TEXT EXCERPT:
# # # # #

With reference to this post on feature scaling, and many tutorials out there, it is mentioned how we should avoid data snooping by performing say, feature scaling on the train set, and then use the mean and std from the train set to transform the test set.
I can understand this idea, but when extending to say, KFold cross validation (K=5), how do we then determine the mean and std for our final test set?
I was thinking the below:
- Split X, y into 3 sets, X_train, X_test (note no validation set here since we will be splitting X_train into 5 folds).
- X_train is further split into X1,X2,X3,X4,X5 (for simplicity, I dropped the train subfix.
- We will train the model five times, for example, use X2 - X5 as train and evaluate on X1. Use X1-X4 as train, and evaluate on X5.
- The confusion arises here, during training for each fold, we should perform feature scaling on only 4 folds (the training folds), and use the mean and std from these 4 folds to transform the remaining 1 validation fold. But this will mean we have 5 such pairs of mean - std since CV=5.
- How do we deduce which mean and std to use for the final final prediction on test set? Logically, we just choose the mean and std of the best performing fold (out of 5 folds?) This leads to the final question.
- Don't people typically take the average of the 5 fold predictions at the end when doing inference, so do we still take the best performing folds' mean and std?
Here you are using cross validation for Hyperparameter tuning and after you choose the Hyperparameter, you use this set of “ideal” Hyperparameter to retrain your whole train set (where this time you use the mean and std of the whole train set).
– nan Sep 24 '21 at 14:29Thanks a lot, I understood the idea now.
That’s why people like me should never jump the gun and learn deep learning without a solid foundation in classical ML.
– nan Sep 24 '21 at 14:48

# # # # #

SOURCE EXCERPT:
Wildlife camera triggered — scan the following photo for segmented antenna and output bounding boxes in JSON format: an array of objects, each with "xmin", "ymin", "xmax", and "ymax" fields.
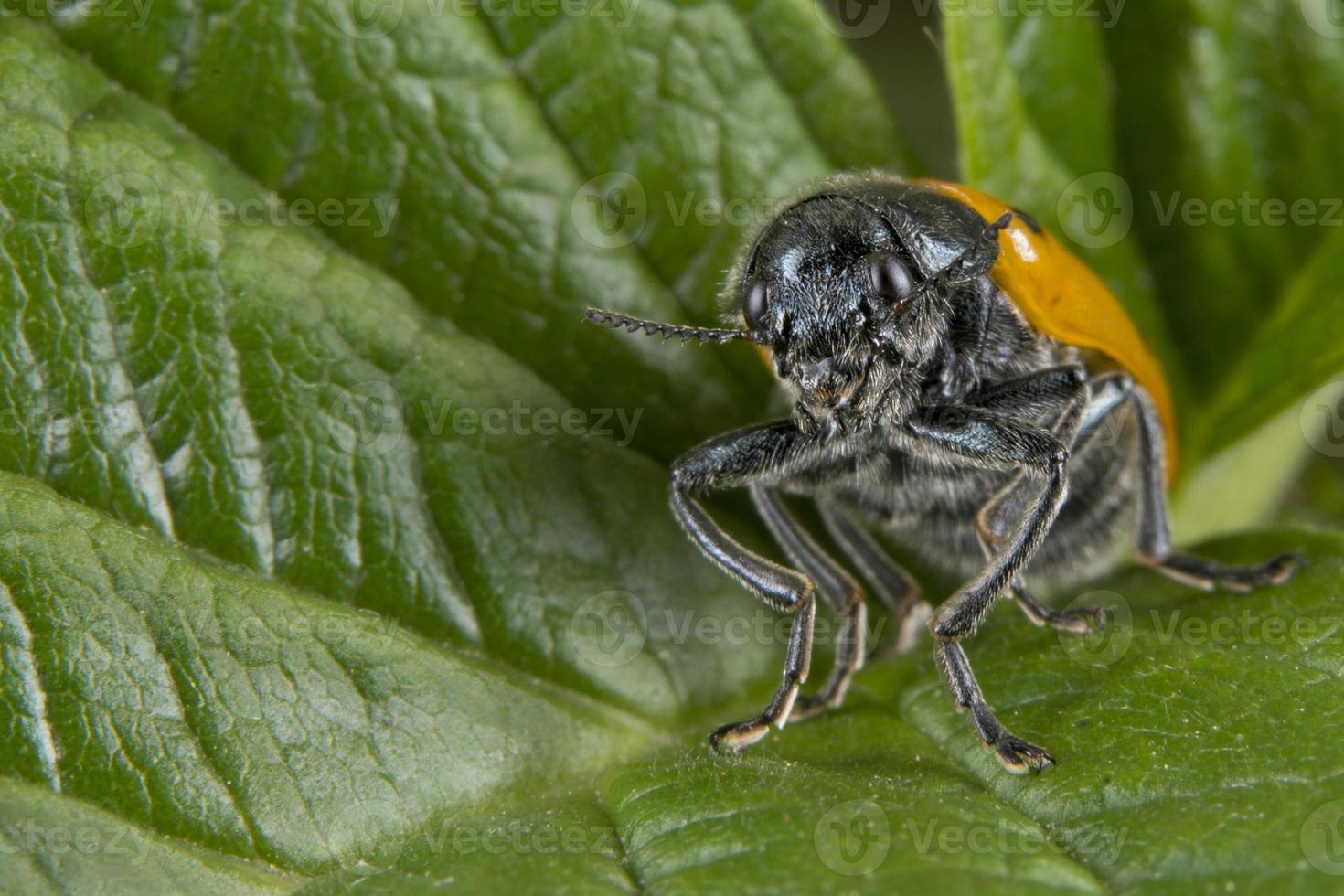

# # # # #

SET PROBLEM: Name every fold that X_train is divided into in the cross-validation thread.

SOLVED EXERCISE: X1, X2, X3, X4, X5